Records from a data collection

** Begin **

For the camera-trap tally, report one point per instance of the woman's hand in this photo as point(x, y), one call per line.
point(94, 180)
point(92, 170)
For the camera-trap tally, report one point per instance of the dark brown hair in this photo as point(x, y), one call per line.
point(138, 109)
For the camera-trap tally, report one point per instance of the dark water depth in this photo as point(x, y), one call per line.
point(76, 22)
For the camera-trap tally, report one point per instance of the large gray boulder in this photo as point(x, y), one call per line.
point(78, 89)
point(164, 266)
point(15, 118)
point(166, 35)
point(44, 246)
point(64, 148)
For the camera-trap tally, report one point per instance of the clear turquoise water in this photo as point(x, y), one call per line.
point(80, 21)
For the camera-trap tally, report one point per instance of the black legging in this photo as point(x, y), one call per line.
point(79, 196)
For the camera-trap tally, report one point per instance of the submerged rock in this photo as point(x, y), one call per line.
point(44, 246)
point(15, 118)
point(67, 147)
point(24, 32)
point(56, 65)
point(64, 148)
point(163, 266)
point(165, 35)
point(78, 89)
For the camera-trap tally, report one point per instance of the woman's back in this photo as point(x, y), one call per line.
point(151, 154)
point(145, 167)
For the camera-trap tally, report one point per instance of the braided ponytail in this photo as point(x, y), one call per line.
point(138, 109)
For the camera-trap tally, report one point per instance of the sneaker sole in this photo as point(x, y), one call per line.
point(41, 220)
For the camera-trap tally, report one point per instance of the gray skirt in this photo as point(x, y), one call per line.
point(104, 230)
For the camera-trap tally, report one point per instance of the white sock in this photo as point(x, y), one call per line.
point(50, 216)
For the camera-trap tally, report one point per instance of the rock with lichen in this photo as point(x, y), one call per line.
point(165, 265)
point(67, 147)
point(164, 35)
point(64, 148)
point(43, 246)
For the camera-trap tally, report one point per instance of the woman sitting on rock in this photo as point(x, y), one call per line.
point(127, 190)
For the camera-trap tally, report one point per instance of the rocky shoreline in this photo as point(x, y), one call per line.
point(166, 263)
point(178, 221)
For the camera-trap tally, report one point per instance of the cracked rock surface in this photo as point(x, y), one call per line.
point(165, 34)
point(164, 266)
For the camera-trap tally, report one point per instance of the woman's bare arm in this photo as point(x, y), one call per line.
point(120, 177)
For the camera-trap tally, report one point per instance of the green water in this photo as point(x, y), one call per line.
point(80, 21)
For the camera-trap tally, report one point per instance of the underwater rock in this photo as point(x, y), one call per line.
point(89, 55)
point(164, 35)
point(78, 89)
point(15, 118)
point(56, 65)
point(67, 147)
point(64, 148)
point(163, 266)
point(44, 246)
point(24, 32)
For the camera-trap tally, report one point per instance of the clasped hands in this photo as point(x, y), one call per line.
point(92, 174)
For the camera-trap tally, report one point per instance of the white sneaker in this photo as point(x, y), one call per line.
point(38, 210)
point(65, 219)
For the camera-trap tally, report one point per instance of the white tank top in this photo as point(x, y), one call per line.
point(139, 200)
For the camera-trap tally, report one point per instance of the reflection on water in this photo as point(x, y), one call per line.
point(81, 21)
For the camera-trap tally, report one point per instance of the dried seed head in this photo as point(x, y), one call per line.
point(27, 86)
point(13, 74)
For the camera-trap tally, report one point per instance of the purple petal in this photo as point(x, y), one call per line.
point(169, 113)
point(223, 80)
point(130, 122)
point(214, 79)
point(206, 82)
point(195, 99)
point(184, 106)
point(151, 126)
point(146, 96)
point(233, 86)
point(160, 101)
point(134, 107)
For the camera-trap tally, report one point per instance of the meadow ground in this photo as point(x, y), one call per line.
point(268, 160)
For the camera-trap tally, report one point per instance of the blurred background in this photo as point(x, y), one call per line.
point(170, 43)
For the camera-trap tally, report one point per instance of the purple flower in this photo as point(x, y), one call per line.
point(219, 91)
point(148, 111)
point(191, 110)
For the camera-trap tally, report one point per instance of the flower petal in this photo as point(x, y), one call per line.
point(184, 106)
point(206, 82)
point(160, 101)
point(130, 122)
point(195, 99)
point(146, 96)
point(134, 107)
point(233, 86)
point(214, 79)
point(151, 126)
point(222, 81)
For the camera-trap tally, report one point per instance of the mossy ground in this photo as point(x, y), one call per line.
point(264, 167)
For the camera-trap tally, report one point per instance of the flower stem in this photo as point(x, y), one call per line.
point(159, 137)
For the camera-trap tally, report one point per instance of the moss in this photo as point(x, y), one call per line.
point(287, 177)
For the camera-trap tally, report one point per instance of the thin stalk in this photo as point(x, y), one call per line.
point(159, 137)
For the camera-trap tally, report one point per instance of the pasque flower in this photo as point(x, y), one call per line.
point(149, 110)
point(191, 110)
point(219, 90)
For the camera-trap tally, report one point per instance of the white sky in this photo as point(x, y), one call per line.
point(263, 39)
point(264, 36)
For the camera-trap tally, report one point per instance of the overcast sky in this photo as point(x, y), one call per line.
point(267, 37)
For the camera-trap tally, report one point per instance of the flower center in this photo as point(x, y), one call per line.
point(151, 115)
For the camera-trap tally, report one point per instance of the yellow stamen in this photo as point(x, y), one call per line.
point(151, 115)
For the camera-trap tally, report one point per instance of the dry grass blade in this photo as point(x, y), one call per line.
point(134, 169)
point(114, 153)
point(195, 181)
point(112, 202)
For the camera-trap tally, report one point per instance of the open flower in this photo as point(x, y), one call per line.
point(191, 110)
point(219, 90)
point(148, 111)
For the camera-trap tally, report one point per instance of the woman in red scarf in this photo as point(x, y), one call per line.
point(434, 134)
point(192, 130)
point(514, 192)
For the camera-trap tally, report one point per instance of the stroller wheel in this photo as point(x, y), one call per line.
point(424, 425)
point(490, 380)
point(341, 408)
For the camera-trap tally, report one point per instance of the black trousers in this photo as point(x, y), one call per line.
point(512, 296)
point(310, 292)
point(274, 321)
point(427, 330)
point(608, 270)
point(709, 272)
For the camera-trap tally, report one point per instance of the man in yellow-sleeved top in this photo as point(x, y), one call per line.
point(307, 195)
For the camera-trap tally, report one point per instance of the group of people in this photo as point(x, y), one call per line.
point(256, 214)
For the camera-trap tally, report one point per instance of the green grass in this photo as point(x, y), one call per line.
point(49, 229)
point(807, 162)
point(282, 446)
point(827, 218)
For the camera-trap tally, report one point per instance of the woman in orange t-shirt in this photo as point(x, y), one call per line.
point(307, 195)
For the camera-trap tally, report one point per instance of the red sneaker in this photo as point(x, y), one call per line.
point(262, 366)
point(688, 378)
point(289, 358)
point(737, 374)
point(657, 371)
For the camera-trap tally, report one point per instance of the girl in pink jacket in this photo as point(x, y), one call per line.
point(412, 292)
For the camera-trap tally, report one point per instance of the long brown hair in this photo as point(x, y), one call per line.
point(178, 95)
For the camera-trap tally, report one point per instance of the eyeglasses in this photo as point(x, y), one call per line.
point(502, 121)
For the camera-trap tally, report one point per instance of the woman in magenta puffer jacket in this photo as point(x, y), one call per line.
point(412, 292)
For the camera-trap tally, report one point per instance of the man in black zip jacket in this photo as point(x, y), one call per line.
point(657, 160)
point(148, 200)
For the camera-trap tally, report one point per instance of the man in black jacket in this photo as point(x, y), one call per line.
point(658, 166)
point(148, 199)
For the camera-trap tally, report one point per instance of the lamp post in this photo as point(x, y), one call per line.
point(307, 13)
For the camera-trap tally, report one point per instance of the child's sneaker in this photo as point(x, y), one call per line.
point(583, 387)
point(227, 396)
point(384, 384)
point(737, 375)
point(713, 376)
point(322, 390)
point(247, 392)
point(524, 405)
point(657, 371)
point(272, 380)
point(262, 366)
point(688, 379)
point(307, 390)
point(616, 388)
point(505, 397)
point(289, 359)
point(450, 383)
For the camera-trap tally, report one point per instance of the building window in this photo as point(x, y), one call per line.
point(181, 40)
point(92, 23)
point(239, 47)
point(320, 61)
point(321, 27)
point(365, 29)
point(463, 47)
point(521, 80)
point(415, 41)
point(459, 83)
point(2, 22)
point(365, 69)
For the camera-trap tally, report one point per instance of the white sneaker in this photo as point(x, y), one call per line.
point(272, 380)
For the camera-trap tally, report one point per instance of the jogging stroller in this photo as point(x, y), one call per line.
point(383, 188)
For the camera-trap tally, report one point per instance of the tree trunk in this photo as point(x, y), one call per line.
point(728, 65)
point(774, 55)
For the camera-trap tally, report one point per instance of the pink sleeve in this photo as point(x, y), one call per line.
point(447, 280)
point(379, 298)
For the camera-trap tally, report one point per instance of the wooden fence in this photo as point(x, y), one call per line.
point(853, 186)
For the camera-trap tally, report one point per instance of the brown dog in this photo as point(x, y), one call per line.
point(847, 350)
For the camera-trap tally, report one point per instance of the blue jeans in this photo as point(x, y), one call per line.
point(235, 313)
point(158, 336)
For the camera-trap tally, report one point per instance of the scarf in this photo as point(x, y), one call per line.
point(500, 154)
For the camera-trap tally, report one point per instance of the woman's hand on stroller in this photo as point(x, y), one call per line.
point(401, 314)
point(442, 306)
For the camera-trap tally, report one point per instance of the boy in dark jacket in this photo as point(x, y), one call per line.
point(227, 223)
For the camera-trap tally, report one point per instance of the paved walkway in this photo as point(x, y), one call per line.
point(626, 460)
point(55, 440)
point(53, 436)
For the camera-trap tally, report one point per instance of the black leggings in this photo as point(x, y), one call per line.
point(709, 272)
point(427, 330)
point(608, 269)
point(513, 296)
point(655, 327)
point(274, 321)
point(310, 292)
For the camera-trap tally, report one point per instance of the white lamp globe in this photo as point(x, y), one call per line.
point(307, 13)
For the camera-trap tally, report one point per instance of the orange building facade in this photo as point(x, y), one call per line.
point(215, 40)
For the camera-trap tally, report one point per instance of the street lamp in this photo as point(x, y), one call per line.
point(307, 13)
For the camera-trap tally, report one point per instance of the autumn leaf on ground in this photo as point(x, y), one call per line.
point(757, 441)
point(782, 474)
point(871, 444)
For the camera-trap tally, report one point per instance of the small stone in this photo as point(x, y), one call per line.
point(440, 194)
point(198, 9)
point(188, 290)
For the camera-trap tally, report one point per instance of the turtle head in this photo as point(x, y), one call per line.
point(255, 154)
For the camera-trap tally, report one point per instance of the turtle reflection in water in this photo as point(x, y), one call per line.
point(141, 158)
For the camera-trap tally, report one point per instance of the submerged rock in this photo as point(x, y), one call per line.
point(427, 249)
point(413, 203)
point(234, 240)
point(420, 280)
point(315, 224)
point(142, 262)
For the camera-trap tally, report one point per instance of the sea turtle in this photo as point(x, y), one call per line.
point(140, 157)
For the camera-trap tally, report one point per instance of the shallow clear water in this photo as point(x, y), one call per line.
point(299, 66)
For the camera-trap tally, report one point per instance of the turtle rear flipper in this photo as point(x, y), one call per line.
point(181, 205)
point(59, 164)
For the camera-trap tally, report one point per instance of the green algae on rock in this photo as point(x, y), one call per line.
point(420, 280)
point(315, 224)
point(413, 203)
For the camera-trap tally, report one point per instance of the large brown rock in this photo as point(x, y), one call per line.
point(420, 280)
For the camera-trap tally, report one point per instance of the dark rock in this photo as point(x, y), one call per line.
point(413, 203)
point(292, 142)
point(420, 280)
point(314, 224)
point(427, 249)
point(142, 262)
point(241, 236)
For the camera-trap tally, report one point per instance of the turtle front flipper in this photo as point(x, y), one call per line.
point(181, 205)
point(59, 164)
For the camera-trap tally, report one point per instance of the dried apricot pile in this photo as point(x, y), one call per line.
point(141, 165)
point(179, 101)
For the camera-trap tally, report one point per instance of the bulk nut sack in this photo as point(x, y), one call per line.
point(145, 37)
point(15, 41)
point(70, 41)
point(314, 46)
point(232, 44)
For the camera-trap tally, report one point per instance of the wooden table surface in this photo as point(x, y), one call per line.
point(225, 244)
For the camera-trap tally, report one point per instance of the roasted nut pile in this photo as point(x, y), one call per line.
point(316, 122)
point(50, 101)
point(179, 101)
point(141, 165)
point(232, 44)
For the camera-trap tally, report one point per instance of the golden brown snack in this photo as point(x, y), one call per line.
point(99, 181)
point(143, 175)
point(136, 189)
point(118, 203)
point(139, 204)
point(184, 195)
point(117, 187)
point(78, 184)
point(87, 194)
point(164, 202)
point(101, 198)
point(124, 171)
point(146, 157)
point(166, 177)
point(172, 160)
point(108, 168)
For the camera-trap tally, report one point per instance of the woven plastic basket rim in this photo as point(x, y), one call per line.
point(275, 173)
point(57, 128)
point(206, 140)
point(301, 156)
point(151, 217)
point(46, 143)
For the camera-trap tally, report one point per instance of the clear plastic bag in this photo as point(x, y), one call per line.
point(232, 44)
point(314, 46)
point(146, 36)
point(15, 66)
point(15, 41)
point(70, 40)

** End **

INSTRUCTIONS FOR THE TASK -> Copy the lines above exactly as they appear, covering the stretch from the line that contains "of the roasted" through the end of the records.

SOLUTION FOR THIS EXERCISE ->
For the camera-trap tally, report one point per instance of the roasted nut pile in this photo as point(x, y), one call per line.
point(316, 122)
point(50, 101)
point(179, 101)
point(141, 165)
point(232, 44)
For the camera-trap tally, report one point per instance of the golden brown snack in this photo as point(x, y), one call per line.
point(99, 181)
point(143, 175)
point(136, 189)
point(118, 203)
point(139, 204)
point(184, 195)
point(117, 187)
point(78, 184)
point(87, 194)
point(164, 202)
point(101, 198)
point(124, 171)
point(146, 157)
point(166, 177)
point(172, 160)
point(108, 168)
For the camera-trap tally, report one point per instance of the woven plastic basket rim in this photo as point(x, y), one call per line.
point(275, 173)
point(57, 128)
point(206, 140)
point(301, 156)
point(151, 217)
point(46, 143)
For the camera-trap tally, report one point per instance of the clear plastic bag in this photo as point(x, y), one call per line.
point(232, 44)
point(314, 46)
point(146, 36)
point(15, 66)
point(15, 41)
point(70, 40)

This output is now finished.